Work task:
Set down each entry exactly as it stands, without altering a single character.

The data:
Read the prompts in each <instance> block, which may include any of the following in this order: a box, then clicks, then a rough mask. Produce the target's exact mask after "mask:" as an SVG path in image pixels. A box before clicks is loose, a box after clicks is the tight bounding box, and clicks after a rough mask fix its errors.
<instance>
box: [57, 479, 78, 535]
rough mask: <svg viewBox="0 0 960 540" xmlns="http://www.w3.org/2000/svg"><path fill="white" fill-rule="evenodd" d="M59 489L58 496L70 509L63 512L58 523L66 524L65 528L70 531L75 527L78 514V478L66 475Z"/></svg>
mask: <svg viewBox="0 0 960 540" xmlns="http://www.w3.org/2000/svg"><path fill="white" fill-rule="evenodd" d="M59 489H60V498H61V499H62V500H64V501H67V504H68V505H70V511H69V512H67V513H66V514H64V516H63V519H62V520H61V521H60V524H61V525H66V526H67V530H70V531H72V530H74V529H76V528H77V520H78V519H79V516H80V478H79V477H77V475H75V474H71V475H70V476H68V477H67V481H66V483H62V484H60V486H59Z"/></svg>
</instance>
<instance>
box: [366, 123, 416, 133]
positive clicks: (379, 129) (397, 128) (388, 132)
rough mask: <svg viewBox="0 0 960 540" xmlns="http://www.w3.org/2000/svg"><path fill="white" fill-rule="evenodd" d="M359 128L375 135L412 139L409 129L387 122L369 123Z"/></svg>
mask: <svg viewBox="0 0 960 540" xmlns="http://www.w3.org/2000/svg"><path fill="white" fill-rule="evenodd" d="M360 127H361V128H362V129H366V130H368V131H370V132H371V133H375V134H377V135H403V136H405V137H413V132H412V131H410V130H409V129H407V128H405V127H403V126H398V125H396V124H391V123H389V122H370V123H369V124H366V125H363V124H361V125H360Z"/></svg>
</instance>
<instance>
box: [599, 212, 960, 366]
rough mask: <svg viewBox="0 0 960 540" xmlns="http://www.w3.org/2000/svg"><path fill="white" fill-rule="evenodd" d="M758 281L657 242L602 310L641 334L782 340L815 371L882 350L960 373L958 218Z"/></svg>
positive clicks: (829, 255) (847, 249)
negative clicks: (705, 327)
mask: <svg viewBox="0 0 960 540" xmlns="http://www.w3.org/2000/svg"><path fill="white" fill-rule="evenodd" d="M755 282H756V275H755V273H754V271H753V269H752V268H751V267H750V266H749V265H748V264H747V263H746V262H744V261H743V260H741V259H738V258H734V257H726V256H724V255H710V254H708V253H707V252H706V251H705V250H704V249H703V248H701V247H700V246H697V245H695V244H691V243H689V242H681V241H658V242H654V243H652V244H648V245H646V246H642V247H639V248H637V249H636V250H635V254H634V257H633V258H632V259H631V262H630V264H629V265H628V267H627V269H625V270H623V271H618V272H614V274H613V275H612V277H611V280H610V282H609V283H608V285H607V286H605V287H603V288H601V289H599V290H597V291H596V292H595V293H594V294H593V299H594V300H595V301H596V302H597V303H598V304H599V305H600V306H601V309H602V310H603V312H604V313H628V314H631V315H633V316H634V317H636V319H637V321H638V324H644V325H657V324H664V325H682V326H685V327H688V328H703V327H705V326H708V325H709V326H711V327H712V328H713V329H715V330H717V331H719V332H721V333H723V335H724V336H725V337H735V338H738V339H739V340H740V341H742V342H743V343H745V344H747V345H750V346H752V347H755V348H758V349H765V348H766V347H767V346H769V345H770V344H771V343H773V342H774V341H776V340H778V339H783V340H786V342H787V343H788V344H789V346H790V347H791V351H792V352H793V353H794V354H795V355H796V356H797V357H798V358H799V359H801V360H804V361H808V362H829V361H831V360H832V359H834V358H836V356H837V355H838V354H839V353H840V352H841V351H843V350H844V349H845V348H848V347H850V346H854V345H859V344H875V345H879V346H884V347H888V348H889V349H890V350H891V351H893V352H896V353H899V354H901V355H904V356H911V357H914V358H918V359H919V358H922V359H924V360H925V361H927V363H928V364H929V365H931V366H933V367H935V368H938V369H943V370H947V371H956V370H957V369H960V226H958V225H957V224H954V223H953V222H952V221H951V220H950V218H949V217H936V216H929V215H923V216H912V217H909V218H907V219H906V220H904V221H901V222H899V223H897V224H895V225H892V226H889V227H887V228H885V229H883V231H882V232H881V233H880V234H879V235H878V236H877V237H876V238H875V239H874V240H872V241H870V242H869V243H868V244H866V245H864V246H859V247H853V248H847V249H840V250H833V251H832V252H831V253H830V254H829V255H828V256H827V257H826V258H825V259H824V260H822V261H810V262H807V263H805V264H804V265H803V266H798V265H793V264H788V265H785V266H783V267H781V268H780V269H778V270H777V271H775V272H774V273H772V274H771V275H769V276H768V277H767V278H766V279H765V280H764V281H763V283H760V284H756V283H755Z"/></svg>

Exercise output:
Read the prompts in each <instance> block, which may include any of the following in this order: a box, then clicks, then a rough mask. Produce the target's exact mask after "mask:" as an SVG path in image pixels. A box before clicks is loose, a box after clicks is the tight bounding box, and clicks after a rough mask fix its errors.
<instance>
box: [57, 479, 78, 535]
rough mask: <svg viewBox="0 0 960 540" xmlns="http://www.w3.org/2000/svg"><path fill="white" fill-rule="evenodd" d="M59 489L58 496L70 509L63 512L58 523L66 524L65 528L70 531L75 527L78 514V478L66 475Z"/></svg>
mask: <svg viewBox="0 0 960 540" xmlns="http://www.w3.org/2000/svg"><path fill="white" fill-rule="evenodd" d="M59 489H60V498H61V499H62V500H64V501H67V504H68V505H70V511H69V512H67V513H66V514H64V516H63V519H62V520H61V521H60V524H61V525H66V526H67V530H70V531H72V530H74V529H76V528H77V520H78V519H79V516H80V478H79V477H77V475H75V474H71V475H70V476H68V477H67V481H66V483H62V484H60V486H59Z"/></svg>
</instance>
<instance>
box: [366, 123, 416, 133]
positive clicks: (379, 129) (397, 128) (388, 132)
rough mask: <svg viewBox="0 0 960 540" xmlns="http://www.w3.org/2000/svg"><path fill="white" fill-rule="evenodd" d="M359 128L375 135L412 139L409 129L387 122L369 123Z"/></svg>
mask: <svg viewBox="0 0 960 540" xmlns="http://www.w3.org/2000/svg"><path fill="white" fill-rule="evenodd" d="M360 127H361V128H362V129H366V130H368V131H370V132H371V133H375V134H377V135H403V136H405V137H413V132H412V131H410V130H409V129H407V128H405V127H403V126H398V125H396V124H391V123H389V122H370V123H369V124H366V125H363V124H361V125H360Z"/></svg>
</instance>
<instance>
box: [599, 212, 960, 366]
rough mask: <svg viewBox="0 0 960 540" xmlns="http://www.w3.org/2000/svg"><path fill="white" fill-rule="evenodd" d="M758 281L657 242L602 310L641 334L782 340L815 371L882 350L960 373L958 218Z"/></svg>
positive clicks: (829, 255) (847, 249)
negative clicks: (705, 327)
mask: <svg viewBox="0 0 960 540" xmlns="http://www.w3.org/2000/svg"><path fill="white" fill-rule="evenodd" d="M755 282H756V275H755V273H754V271H753V269H752V268H751V267H750V266H749V265H748V264H747V263H746V262H744V261H743V260H741V259H738V258H734V257H726V256H724V255H710V254H708V253H707V252H706V251H705V250H704V249H703V248H701V247H700V246H697V245H695V244H691V243H689V242H681V241H658V242H654V243H652V244H648V245H646V246H642V247H639V248H637V249H636V250H635V254H634V257H633V258H632V259H631V262H630V264H629V265H628V267H627V269H625V270H623V271H618V272H614V274H613V275H612V277H611V280H610V282H609V283H608V285H607V286H605V287H603V288H601V289H599V290H597V291H596V292H595V293H594V294H593V299H594V300H595V301H596V302H597V303H598V304H599V305H600V306H601V309H602V310H603V312H604V313H628V314H631V315H633V316H634V317H636V319H637V321H638V324H644V325H657V324H664V325H682V326H685V327H688V328H703V327H705V326H708V325H709V326H711V327H712V328H713V329H715V330H717V331H719V332H721V333H723V335H724V336H725V337H735V338H738V339H739V340H740V341H742V342H743V343H745V344H747V345H750V346H752V347H755V348H758V349H765V348H766V347H767V346H769V345H770V344H771V343H773V342H774V341H776V340H778V339H783V340H786V342H787V343H788V344H789V346H790V347H791V351H792V352H793V353H794V354H795V355H796V356H797V357H798V358H799V359H801V360H804V361H808V362H829V361H831V360H832V359H834V358H836V356H837V355H838V354H839V353H840V352H841V351H843V350H844V349H845V348H848V347H850V346H854V345H859V344H875V345H879V346H884V347H888V348H889V349H890V350H891V351H893V352H896V353H899V354H901V355H904V356H911V357H914V358H918V359H919V358H922V359H924V360H925V361H927V363H928V364H929V365H931V366H933V367H935V368H938V369H943V370H947V371H956V370H957V369H960V226H958V225H957V224H954V223H953V222H952V221H951V220H950V218H949V217H936V216H929V215H923V216H912V217H909V218H907V219H906V220H904V221H901V222H899V223H897V224H895V225H892V226H889V227H887V228H885V229H883V231H882V232H881V233H880V234H879V235H878V236H877V237H876V238H875V239H874V240H872V241H870V242H869V243H868V244H866V245H864V246H859V247H853V248H847V249H840V250H833V251H832V252H831V253H830V254H829V255H828V256H827V257H826V258H825V259H824V260H822V261H810V262H807V263H805V264H804V265H803V266H798V265H793V264H788V265H785V266H783V267H781V268H780V269H778V270H777V271H775V272H774V273H772V274H771V275H769V276H768V277H767V278H766V279H765V280H764V281H763V283H760V284H756V283H755Z"/></svg>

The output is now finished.